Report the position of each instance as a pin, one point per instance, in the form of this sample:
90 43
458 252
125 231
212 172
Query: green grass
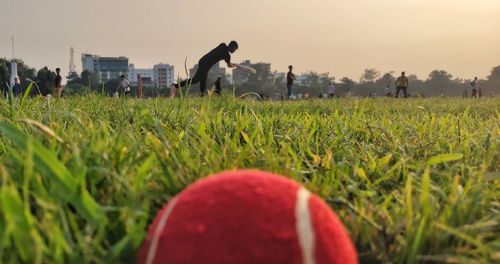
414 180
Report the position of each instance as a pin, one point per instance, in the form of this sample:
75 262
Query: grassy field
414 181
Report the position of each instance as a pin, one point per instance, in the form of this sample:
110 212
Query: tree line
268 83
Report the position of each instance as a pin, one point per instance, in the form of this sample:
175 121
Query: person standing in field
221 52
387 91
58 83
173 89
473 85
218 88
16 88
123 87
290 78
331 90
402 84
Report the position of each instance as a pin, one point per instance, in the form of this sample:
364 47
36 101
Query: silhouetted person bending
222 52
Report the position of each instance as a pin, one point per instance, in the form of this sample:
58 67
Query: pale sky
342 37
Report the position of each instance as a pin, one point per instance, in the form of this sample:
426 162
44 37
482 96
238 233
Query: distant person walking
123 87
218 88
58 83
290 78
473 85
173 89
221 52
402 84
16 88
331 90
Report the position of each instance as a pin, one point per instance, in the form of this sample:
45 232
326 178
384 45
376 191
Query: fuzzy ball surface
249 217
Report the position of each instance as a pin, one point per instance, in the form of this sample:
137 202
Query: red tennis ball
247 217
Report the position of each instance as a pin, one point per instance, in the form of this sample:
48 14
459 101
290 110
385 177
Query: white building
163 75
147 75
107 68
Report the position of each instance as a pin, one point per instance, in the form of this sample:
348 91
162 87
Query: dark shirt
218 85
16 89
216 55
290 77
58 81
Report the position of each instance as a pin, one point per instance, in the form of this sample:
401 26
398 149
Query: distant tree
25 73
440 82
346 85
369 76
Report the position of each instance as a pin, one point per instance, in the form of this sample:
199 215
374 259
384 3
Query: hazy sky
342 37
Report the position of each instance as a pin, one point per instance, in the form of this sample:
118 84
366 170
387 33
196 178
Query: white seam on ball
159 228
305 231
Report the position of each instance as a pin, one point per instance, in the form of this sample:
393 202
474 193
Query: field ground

***

*EXERCISE PROMPT*.
Reproduce the lines above exactly, please, but not the pictures in them.

*ANSWER TO THE EXERCISE*.
Report the position of each instance as a pin, one point per instance, in the form of this sample:
90 43
458 252
125 231
212 172
Query: green grass
414 180
Report the position of each instance as a pin, one point per instance, in the form of this sample:
75 262
Query: grassy field
414 181
Report the position of each instance as a pin, one point per instance, in the form of this sample:
110 212
Query: tree line
268 83
Report the position of each instance as a pin, one point per instance, in the form of this sample:
175 121
Query: person standing in field
221 52
387 91
58 83
173 89
473 85
218 88
16 88
123 87
290 78
331 90
402 84
Report the position of each instance as a pin, one point per instance, in the form of this sample:
364 47
36 101
Query: silhouetted person bending
222 52
Report the position of each instance as a pin, one point per instance, in the form of this sample:
58 67
Query: pale sky
342 37
Report the position of each instance as a pin, one point per instance, in the form of this sample:
426 162
44 37
482 96
238 233
Query: distant person walking
123 87
218 88
58 83
290 78
473 85
173 89
221 52
402 84
16 88
331 90
Report the position of each instance as a pin, one point per instance, in the form of this sample:
45 232
326 178
384 45
376 191
Query: fuzzy ball surface
249 217
Report the position of each instance as a pin, one point per instance, in the form of this sample:
137 202
Query: red tennis ball
247 217
Report the position of each instance as a pin, one point per instance, in the form of this sample:
48 14
459 101
290 110
385 177
Query: white building
163 75
147 75
107 68
Report the position of each instance as a pin, one point per instance, in the form of this sample:
348 91
162 87
Query: dark shirt
218 85
16 89
216 55
290 77
58 81
Report the position of each instance as a pin, one point per instance, in the form of this sample:
401 26
398 149
Query: distant tree
25 73
440 82
346 85
369 76
Report the position of each instance as a pin, one point per instance, in the form of this sample:
199 215
374 259
384 3
Query: hazy sky
342 37
Report the position of each instance as a pin, one point per instance, in the form of this sample:
118 84
366 170
387 33
196 178
Query: white seam on ball
159 228
305 231
Report the position of each instance as a pin, one point per instance, in the form of this sample:
393 202
474 193
Query: field ground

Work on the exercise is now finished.